When a 12-year-old tells you that his favourite subjects are Mathematics, English and Hindi, you can sort of guess that he is the studious type. Shubham Kumar Gautam, who lives in Gangtok, Sikkim with his parents and seven-year-old sister Shreya Kumari, says he loves going to school. But health drawbacks have been a recurring concern for this visually-impaired boy all through his young life.
Shubham was born in Ballia, Uttar Pradesh where his father Rameshwar Kumar, a Pharmacy graduate, worked for a pharmaceutical company. His mother Sushila Kumari, a Psychology graduate, chose to be a homemaker. The firstborn was welcomed into the world through a normal delivery and there was much rejoicing in the family. One month later, however, the baby kept throwing up whatever he was fed. He was taken to hospital where they discovered an obstruction in his intestine. When surgery failed, his parents feared for his life. Two other surgeries were consecutively performed and the third one was successful.
A couple of years later, Sun Pharma transferred Rameshwar to Gangtok, which is where Shreya was born and where they’ve been living since. When Shubham started walking, his parents noticed that he never looked straight ahead; he would view objects sideways from the corner of his eye. They took him to a hospital in Benaras and were shocked to hear doctors say that a cancerous growth in his eye had to be removed. Their well-wishers suggested they take a second opinion at one of the two leading eye care hospitals in the country: L.V Prasad Eye Hospital, Hyderabad or Sankar Netralaya, Chennai.

Tasks to perform -
a – According to the passage about Shubham Kumar Gautam, which company transferred his father to Gangtok?
b – Reproduce the passage about Shubham Kumar Gautam word for word, from "A couple of" to "Sankar Netralaya, Chennai.".

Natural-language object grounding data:
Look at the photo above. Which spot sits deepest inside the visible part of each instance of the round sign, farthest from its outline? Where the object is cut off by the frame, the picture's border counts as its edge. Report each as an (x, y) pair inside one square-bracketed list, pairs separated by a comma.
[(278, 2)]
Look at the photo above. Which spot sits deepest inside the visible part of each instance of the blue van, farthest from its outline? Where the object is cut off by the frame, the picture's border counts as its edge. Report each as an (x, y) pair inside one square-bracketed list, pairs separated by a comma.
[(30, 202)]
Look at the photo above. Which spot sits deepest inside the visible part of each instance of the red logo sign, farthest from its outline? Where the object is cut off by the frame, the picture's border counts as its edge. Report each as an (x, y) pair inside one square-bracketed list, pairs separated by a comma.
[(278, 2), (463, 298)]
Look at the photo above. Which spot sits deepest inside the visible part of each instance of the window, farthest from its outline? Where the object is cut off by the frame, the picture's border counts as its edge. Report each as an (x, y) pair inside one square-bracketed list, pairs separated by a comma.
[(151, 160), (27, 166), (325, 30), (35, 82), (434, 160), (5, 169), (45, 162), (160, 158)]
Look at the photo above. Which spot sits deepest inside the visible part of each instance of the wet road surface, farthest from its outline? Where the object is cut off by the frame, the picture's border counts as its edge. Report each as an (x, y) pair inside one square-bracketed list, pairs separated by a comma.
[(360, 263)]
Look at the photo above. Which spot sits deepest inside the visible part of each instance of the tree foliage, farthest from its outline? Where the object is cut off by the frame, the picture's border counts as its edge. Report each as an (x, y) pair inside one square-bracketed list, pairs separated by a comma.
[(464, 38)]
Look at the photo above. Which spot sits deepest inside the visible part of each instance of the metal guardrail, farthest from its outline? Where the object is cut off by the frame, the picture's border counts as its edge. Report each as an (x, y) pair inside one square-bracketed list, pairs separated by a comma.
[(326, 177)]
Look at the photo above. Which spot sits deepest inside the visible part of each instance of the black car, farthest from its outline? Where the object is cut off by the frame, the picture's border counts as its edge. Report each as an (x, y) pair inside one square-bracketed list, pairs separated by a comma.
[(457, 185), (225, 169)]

Completed exercise -
a – Sun Pharma

b –
A couple of years later, Sun Pharma transferred Rameshwar to Gangtok, which is where Shreya was born and where they’ve been living since. When Shubham started walking, his parents noticed that he never looked straight ahead; he would view objects sideways from the corner of his eye. They took him to a hospital in Benaras and were shocked to hear doctors say that a cancerous growth in his eye had to be removed. Their well-wishers suggested they take a second opinion at one of the two leading eye care hospitals in the country: L.V Prasad Eye Hospital, Hyderabad or Sankar Netralaya, Chennai.